# Your task:
Go through the entries below and retype them exactly, omitting each picture.

>> BEGIN Entries

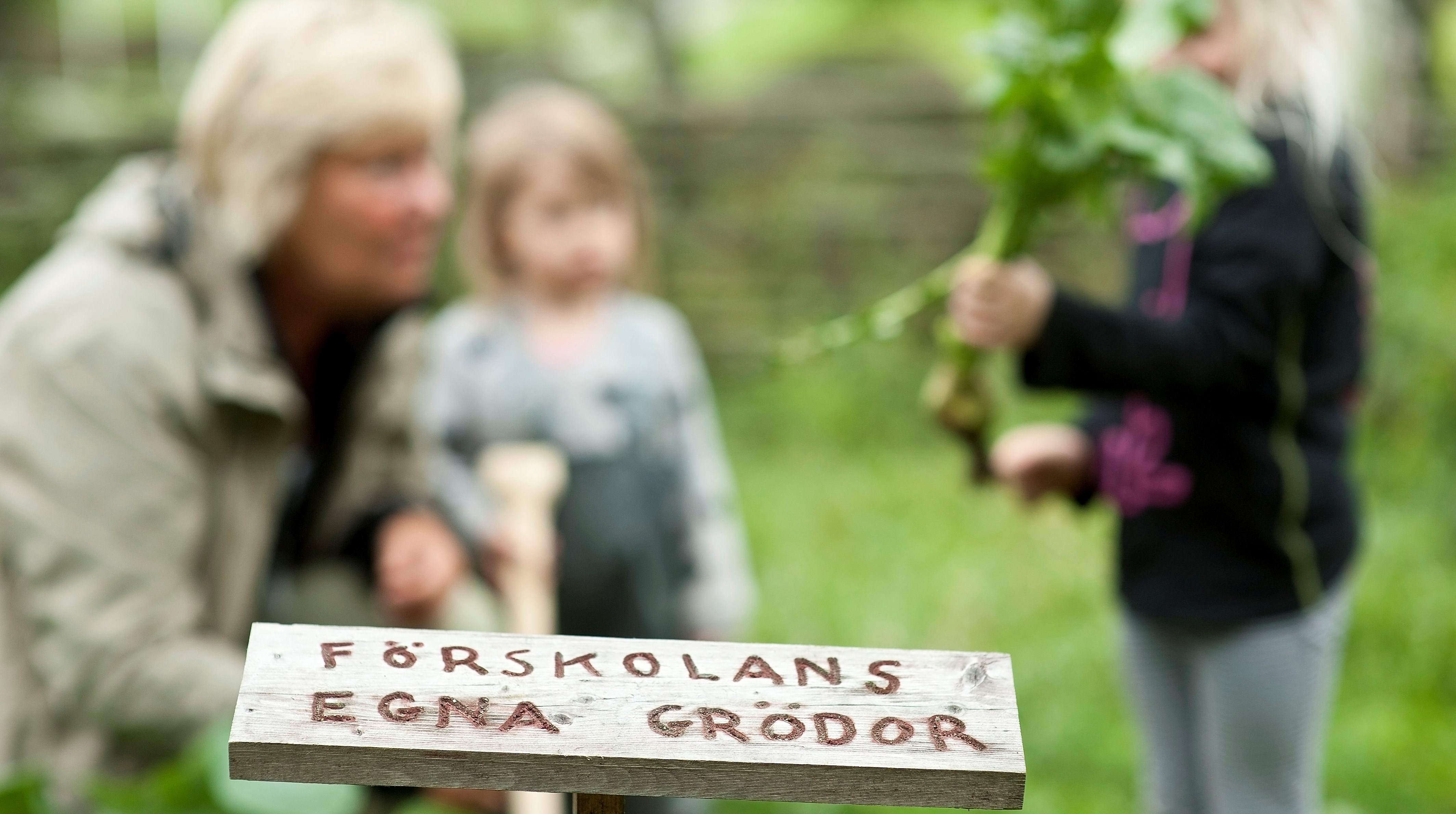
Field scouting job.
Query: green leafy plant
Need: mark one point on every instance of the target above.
(194, 783)
(1077, 110)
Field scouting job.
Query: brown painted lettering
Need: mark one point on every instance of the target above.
(892, 682)
(713, 726)
(795, 727)
(846, 729)
(404, 714)
(331, 650)
(756, 667)
(667, 729)
(803, 667)
(583, 660)
(400, 656)
(903, 732)
(474, 713)
(692, 670)
(322, 702)
(528, 714)
(944, 727)
(447, 656)
(629, 663)
(526, 666)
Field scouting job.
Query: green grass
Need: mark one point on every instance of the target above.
(866, 534)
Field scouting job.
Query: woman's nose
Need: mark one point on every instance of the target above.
(430, 196)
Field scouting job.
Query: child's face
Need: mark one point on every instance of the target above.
(566, 239)
(1215, 50)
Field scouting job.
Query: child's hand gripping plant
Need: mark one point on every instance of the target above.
(1075, 110)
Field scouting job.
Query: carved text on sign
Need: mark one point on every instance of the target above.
(637, 717)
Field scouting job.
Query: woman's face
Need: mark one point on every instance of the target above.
(1216, 49)
(366, 232)
(564, 238)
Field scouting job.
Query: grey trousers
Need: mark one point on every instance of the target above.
(1234, 717)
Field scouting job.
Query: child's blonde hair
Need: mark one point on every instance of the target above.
(529, 124)
(1314, 54)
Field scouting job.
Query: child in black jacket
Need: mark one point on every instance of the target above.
(1218, 426)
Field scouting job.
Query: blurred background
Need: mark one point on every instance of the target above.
(807, 156)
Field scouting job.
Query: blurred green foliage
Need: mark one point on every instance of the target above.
(822, 153)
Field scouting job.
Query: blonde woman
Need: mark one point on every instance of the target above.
(209, 388)
(558, 347)
(1219, 424)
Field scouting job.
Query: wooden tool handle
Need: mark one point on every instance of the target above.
(526, 481)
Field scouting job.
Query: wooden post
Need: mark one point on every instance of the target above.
(598, 804)
(528, 480)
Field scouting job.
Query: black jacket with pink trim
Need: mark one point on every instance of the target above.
(1221, 397)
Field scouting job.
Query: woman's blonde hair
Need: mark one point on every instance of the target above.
(533, 123)
(1305, 65)
(287, 79)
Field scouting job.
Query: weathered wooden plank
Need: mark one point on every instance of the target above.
(628, 717)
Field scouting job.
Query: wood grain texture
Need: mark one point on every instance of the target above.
(785, 723)
(599, 804)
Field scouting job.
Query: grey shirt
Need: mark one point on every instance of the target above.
(651, 499)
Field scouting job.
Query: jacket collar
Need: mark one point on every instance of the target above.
(238, 357)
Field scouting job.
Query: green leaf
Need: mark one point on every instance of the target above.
(257, 797)
(1151, 28)
(24, 794)
(1075, 113)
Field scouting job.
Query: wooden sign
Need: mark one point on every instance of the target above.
(628, 717)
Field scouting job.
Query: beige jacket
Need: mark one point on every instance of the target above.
(145, 417)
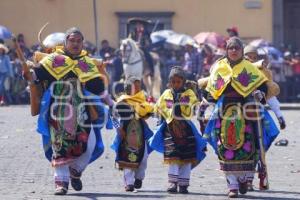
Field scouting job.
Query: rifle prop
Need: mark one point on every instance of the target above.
(35, 91)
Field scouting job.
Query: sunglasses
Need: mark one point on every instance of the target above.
(234, 48)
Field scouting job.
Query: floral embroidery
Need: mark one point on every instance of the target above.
(247, 146)
(185, 99)
(84, 66)
(169, 103)
(229, 154)
(219, 83)
(245, 78)
(59, 61)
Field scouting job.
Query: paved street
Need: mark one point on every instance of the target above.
(26, 174)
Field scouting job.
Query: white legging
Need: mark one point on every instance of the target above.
(180, 174)
(275, 106)
(131, 174)
(62, 173)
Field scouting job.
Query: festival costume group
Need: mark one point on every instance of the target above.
(77, 95)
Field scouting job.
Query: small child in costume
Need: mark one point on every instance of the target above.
(177, 137)
(131, 143)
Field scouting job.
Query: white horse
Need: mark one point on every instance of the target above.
(134, 64)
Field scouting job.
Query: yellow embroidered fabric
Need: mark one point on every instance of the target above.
(165, 104)
(138, 102)
(58, 65)
(243, 77)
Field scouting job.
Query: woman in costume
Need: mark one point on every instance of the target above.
(177, 137)
(234, 83)
(132, 140)
(70, 113)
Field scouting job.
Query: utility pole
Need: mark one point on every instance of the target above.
(96, 26)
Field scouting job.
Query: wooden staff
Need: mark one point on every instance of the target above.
(262, 164)
(35, 92)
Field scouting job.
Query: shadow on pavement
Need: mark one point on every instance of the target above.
(121, 195)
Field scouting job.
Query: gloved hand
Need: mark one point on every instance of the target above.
(258, 95)
(115, 123)
(281, 123)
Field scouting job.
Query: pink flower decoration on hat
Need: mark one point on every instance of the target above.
(229, 154)
(83, 66)
(169, 103)
(58, 61)
(248, 129)
(247, 146)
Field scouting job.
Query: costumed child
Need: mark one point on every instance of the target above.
(131, 142)
(177, 137)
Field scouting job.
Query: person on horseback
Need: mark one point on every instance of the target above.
(141, 35)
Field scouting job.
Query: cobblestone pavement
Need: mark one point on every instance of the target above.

>> END Entries

# Solution to the problem:
Field scouting job.
Query: green leafy plant
Need: mark one point on every instance of the target above.
(194, 783)
(1077, 110)
Field scouting job.
Query: brown painted lettering
Need: mark one point on every instance of the target above.
(892, 682)
(713, 726)
(795, 727)
(846, 729)
(404, 714)
(331, 650)
(756, 667)
(667, 729)
(803, 667)
(583, 660)
(400, 656)
(903, 732)
(474, 713)
(692, 670)
(322, 702)
(528, 714)
(944, 727)
(447, 656)
(629, 663)
(526, 666)
Field scouting job.
Query: green grass
Need: mark one point on every instance of the target above.
(866, 534)
Field scouting job.
Query: woman's nose
Need: mark one point on every instance of the target above.
(430, 196)
Field scouting job.
Query: child's face
Need: mark one point on every instance of the target above.
(566, 239)
(1215, 50)
Field scouting job.
Query: child's hand gripping plant
Need: mark one point on every instance of the target above.
(1075, 110)
Field scouting job.
Query: carved text on sign
Need: mark one point on every instance of the target above.
(637, 717)
Field scouting job.
Query: woman's face
Need: mark one point on every instance of the target above.
(1216, 49)
(366, 232)
(564, 238)
Field scouting job.
Query: grey trousers
Need: mark one point on every instance of the target above.
(1234, 717)
Field scouting job.
Query: child's blonde hair
Need: mark one point on every instance of the target above.
(529, 124)
(1314, 54)
Field scouting job.
Query: child in black jacket
Need: mark one point on every instance of the target above.
(1218, 426)
Field scouting job.
Query: blurred background
Need: mark one point on every instance of the target above.
(807, 156)
Field scouting job.
Query: blurred green foliage
Need: mark one point on every instance of the target above.
(822, 153)
Field scouting job.
Query: blonde woman
Need: mark one point on every instance of the target above.
(209, 388)
(558, 347)
(1219, 424)
Field scouting job.
Query: wooden tool handle
Need: mark one point on every instance of the target above.
(526, 481)
Field scouting job.
Query: wooden post
Need: mark one point on every instance of the target above.
(598, 804)
(528, 480)
Field scouting job.
Query: black jacket with pink trim
Need: mark one point on every instance of the target above.
(1221, 397)
Field scouting job.
Query: woman's blonde hair
Need: mark one point on every instance of the target above.
(533, 123)
(1305, 65)
(287, 79)
Field scouting job.
Query: weathered wooden plank
Need: mark one point on every instance of the target above.
(628, 717)
Field scouting job.
Query: wood grain texture
Need: mark one point on every instance of the target above.
(785, 723)
(599, 804)
Field scouting job.
Query: grey shirt
Need: mark one point on every instance of the target above.
(651, 499)
Field scouting job.
Query: jacket collar
Need: mark one point on every instance of the target above.
(238, 357)
Field scouting job.
Query: green leaf
Need: mark one point on every instance of the target above.
(257, 797)
(1151, 28)
(24, 794)
(1075, 113)
Field scouting job.
Query: wooden sign
Need: mark one point on every instance of the target above.
(628, 717)
Field scouting job.
Query: beige jacket
Need: mark one point on every instance of the target above.
(145, 417)
Field scouting job.
Query: rifle prop
Need: mark one point on every instance of the target above.
(35, 91)
Field scouting job.
Query: sunglasses
Need: mark one point on every instance of the target above.
(234, 48)
Field scouting job.
Query: floral embroidery
Need: mark one point on every instance of the target above.
(247, 146)
(185, 99)
(84, 66)
(169, 103)
(229, 154)
(219, 83)
(245, 78)
(59, 61)
Field scouting job.
Query: paved street
Need: mark one point on every instance of the target above.
(26, 174)
Field scouting job.
Query: white legging
Need: mark one point on every instance of the target above.
(180, 174)
(275, 106)
(131, 174)
(62, 173)
Field scouting job.
Query: festival costume group
Need: mark one point on every instance of the target above.
(77, 95)
Field scouting job.
Query: small child in costume
Need: mark one point on every instance of the target above.
(177, 137)
(131, 143)
Field scouting job.
Query: white horse
Need: mark one point on every instance of the target above.
(134, 64)
Field scouting job.
Query: yellow embroidered fabric
Need: mark one point on every instance of the target above.
(165, 104)
(138, 102)
(58, 65)
(243, 77)
Field scouting job.
Query: woman in costume
Need: mark one point on every instance of the target above.
(177, 137)
(234, 83)
(132, 140)
(70, 113)
Field scouting job.
Query: utility pole
Need: mark one point on every instance of the target above.
(96, 26)
Field scouting job.
Query: wooden staff
Need: mark one point on every instance of the target above.
(262, 164)
(35, 92)
Field scouting job.
Query: shadow on pavement
Need: mark one point on every instance of the target above.
(121, 195)
Field scouting job.
Query: gloved hand
Need: mark one point on every instance of the target above.
(258, 95)
(115, 123)
(281, 123)
Field scouting job.
Query: pink flower decoration on hat
Need: mark one point on every instance of the target above.
(229, 154)
(83, 66)
(169, 103)
(58, 61)
(248, 129)
(247, 146)
Field scouting job.
Query: costumed child
Need: mark one point on every instance of the target above.
(131, 142)
(177, 137)
Field scouting job.
Query: person on horseback
Need: mark one point on every instance of the target above.
(141, 35)
Field scouting job.
Query: cobblestone pavement
Need: mark one point on every instance of the target above.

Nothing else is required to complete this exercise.